#### Assigned task:
Do these statements agree with the text about working as a tech on a hospital unit? Answer yes or no for each and quote the words of the text that decide it. 1. Staff were told they may restrain a coworker who is about to hit a patient. 2. When a nurse asked what had happened, the narrator had witnessed the event. 3. The narrator says getting out came from being a better person.

#### Text excerpt:
First you see a patient spit in the face of a staff member who has to be physically held back from hitting them (they actually told us we're allowed to restrain our coworkers if that happens), then you see a staff member get called racial slurs and they get up in the patients face and yell at them and you have to get between them and tell your coworker to take a walk but it's hard to get them to do that because it's 2am and there's no other techs on the unit and they know the nurse isn't gonna come out to help you before it's too late. And those reactions make sense and you wonder why they're packing you in with so many patients that your coworker can't just walk away. And then you see somebody posture and yell at a patient who's just all around rude but again it's 2am and you can't make it to 7 with just one tech.
And you also know that you're going to need to choose the moment that it's too much and that'll be the end. Because if you stay after that you become the "them" in the "us vs them" and one day you're going to face a violent patient at 2am and the tech who's with you will leave you alone with that patient because "I don't want you to report me too."
And if you're smart, you get out before it gets that far. One day a nurse asked me what I'd seen happen and I told them (truthfully) that I'd been at lunch and had no idea what they were talking about and they cut the conversation off. And I had no idea what patient or staff member it would've been about (as far as I could tell all of the patients were the same as before I'd gone to lunch) so I couldn't have reported anything anyway. But I had to ask myself if I had seen something what would I have been asked to cover up?
I said that to that hospital security worker coming from corrections and there was this instant look of recognition. Anybody who's worked corrections or for the state will tell me something similar happened to them, or worse. And I just... You either get out or something awful happens. I'm so grateful I was able to get out before I personally got pulled into something. You think you'll be able to be different but that system is just so much bigger than you. And it's not because I'm a better person it was luck. Part of it was luck that I had enough formal and informal education to know what was coming but some of it was pure grace of the universe luck.

#### Given records:
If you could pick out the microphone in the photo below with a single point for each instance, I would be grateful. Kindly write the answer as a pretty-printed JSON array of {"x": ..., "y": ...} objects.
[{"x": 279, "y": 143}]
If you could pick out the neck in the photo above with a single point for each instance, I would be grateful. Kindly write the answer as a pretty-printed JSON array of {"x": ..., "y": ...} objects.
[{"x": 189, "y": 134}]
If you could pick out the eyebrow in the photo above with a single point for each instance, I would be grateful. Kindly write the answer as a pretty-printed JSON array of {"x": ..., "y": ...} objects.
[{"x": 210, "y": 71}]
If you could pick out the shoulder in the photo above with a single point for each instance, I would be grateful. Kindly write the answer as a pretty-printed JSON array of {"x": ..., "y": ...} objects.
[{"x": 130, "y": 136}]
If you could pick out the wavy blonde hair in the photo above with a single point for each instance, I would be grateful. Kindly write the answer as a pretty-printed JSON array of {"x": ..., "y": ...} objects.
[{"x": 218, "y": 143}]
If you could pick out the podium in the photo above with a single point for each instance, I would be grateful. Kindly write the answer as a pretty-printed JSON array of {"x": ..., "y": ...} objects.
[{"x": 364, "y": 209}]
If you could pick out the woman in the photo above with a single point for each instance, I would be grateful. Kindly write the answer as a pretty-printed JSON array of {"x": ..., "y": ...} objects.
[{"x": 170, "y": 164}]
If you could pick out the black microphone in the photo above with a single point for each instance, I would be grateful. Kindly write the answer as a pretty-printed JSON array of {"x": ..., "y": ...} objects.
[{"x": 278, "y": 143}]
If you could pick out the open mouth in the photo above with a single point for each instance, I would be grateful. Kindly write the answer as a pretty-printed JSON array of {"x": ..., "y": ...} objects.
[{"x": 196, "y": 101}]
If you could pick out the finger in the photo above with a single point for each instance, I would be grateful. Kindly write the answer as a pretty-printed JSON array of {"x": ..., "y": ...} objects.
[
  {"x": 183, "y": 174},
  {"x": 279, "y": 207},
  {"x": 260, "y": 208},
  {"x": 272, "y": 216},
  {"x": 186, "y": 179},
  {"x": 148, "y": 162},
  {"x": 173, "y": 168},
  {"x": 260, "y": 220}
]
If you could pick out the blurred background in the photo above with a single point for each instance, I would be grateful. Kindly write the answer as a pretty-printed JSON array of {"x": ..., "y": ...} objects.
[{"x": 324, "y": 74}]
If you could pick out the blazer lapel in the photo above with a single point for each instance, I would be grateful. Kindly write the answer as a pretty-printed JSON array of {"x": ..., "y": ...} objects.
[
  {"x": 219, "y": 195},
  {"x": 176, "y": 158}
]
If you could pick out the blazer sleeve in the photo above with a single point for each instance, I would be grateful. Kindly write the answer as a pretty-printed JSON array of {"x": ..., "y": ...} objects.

#### Exercise answer:
1. Yes: "they actually told us we're allowed to restrain our coworkers if that happens"
2. No: "I'd been at lunch and had no idea what they were talking about"
3. No: "And it's not because I'm a better person it was luck."